## Extract to read
---*---

In March 2021, the WHO concluded that the novel coronavirus was most likely transmitted to humans through an “intermediary” rather than through direct infection by bats, packaged food or a laboratory accident.

The WHO researchers identified mink, civets and raccoon dogs as possible “intermediary host species,” with mink being “highly susceptible” to COVID-19. While the focus so far has been on the risk posed by humans consuming meat from these animals, the WHO report notes that direct contact with infected animals or their body waste can also spread the virus.

Livestock or wildlife?


Concerns about these animals’ role in spreading COVID-19 have been fuelled by outbreaks at 431 mink fur farms across Europe and North America.

Denmark and Poland, the world’s top two fur-producing countries after China, have temporarily banned mink farming because of COVID-19 concerns. British Columbia will phase out mink farming by 2025, and France recently banned mink farming.

China farmed an estimated 14 million foxes, 13.5 million raccoon dogs and 11.6 million mink in 2019. But rather than ban fur farming, the Chinese government classified mink, foxes and raccoons as livestock, explicitly excluding them from the wildlife ban.

“Virologists are concerned the virus can lay dormant at fur farms. The virus is capable of mutating so as we develop vaccines, new variants can emerge that are resistant. To leave such a potential threat untouched, just to boost the world of fashion, seems a far too great risk,” says Higgins.

---*---

## Information provided
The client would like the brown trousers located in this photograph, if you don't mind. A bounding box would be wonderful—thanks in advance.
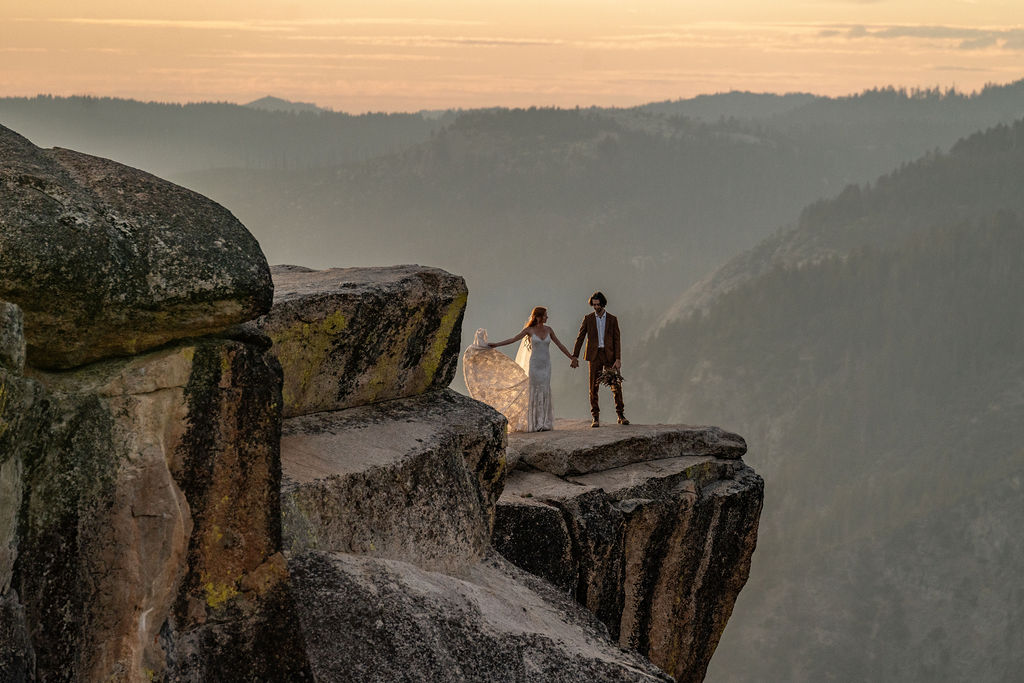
[590,348,625,420]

---*---

## What the task requires
Carry on the article about fur farming and COVID-19, starting right after its last sentence.

## Reply to the task
In May 2020, Chinese authorities offered buyouts to farmers who raise wildlife for food, but the same incentive was not offered to fur farmers. Recent data is hard to come by, but in 2016, fur farming was valued at an estimated 389 billion Chinese yuan (US$55 billion), as opposed to only 125 billion yuan (US$17 billion) for wildlife food production.

Luxury and profits


As a result of the closure of fur farms in other parts of the world, Chinese producers experienced a price hike of 30 per cent in December 2020.

Wildlife is considered a luxury product affordable only to a small but growing segment of consumers. A World Wildlife Fund survey found that in China, 10 per cent of respondents had purchased wild animals at an open market in 2019.

Worryingly, scientists found that banning wildlife markets has “not discouraged online wildlife trade.”

Besides food and fur, wild animal parts are also used in traditional Chinese medicine, a growing market actively promoted by the government. Chinese consumers were expected to spend US$420 billion annually on these items by the end of 2020.

China legalized the use of rhino horn and tiger bone in traditional medicine in 2018. It went further last year with a law criminalizing any public criticism of traditional medicine. More recently, the government started promoting the use of traditional medicine to cure COVID-19 without any evidence to that effect.

Mitigation and policy


The government’s policy towards wildlife farming echoes its actions during the SARS outbreak in 2003. It initially shut down wildlife markets when the disease was traced to animals, but after two years, enforcement “lessened as the wildlife trade industry lobbied against it and pointed out the economic and job contributions to the country.”

The WHO continues its search for the definitive origin of COVID-19. It recently announced the formation of a scientific advisory group to further the investigation, and has recommended conducting “targeted surveys of fur farms” as one line of inquiry.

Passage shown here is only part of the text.